Listed records
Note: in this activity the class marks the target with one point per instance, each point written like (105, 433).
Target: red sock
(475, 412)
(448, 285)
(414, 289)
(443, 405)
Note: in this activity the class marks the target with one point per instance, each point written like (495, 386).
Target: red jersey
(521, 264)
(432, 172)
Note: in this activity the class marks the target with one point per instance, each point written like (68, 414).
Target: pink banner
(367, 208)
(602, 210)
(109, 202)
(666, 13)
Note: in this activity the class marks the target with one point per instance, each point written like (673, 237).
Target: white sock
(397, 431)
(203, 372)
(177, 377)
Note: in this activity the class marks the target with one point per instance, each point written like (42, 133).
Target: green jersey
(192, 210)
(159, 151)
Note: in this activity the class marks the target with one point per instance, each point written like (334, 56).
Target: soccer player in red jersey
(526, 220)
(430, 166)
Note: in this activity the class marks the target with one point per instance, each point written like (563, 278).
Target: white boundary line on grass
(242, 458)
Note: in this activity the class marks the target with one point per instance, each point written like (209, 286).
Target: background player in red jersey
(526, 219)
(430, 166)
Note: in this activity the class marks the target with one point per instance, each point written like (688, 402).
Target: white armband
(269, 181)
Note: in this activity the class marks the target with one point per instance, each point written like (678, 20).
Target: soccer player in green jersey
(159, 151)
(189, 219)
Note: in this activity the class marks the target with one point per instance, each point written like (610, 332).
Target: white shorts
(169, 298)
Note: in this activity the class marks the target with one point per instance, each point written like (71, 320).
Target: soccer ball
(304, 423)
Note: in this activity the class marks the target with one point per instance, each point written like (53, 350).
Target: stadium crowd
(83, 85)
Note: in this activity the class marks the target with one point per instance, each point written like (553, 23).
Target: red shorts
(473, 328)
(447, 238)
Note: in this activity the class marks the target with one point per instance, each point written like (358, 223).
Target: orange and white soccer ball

Task to carry out
Set down every one of the records above again, word for word and line for line, with nothing changed.

Full solution
Note: in this activity the class marks the target with one point per instance, each point written like (105, 433).
Target: red sock
(475, 412)
(448, 285)
(414, 289)
(443, 405)
Note: in this activity the class marks the target with one point per instance, each point written like (495, 386).
Target: red jersey
(521, 264)
(432, 172)
Note: in this activity the class marks the target with one point per instance, each point written like (68, 414).
Target: pink banner
(367, 208)
(602, 210)
(109, 202)
(666, 13)
Note: in this activity the class marks the target with one point per instance, each point written like (673, 237).
Target: white sock
(397, 431)
(203, 372)
(177, 377)
Note: in this activity the class marks the target with one point per instance, each point written like (42, 133).
Target: green jersey
(192, 210)
(159, 151)
Note: in this activity the class marks the target with one point per instance, each point written like (334, 56).
Target: soccer player in red jersey
(526, 220)
(430, 166)
Note: in this activity the class marks the target with one point per instance, each point written like (563, 278).
Target: white boundary line on grass
(242, 458)
Note: in this activity the class marks the target with one point per instance, each point written like (209, 286).
Target: background player in red jersey
(526, 219)
(430, 166)
Note: in this activity the class marks the target with one point per instance, each point written like (688, 402).
Target: white armband
(269, 181)
Note: in this activity the class marks the target with one point per instance, each point written like (678, 20).
Target: soccer player in green jersey
(159, 151)
(189, 219)
Note: in this activity the class marks the target with one point per instance, each point written like (610, 332).
Target: white shorts
(169, 298)
Note: in this activity the class marks the target with one point per instance, each point written like (71, 320).
Target: soccer ball
(304, 423)
Note: in this activity the class marks the target with one point per instance, each point written like (53, 350).
Target: stadium crowd
(83, 85)
Note: in this activity the class marks the target with one point per instance, each point written like (553, 23).
Target: red shorts
(473, 328)
(447, 238)
Note: in this activity the class marks the target with one point per instance, each point written like (358, 223).
Target: orange and white soccer ball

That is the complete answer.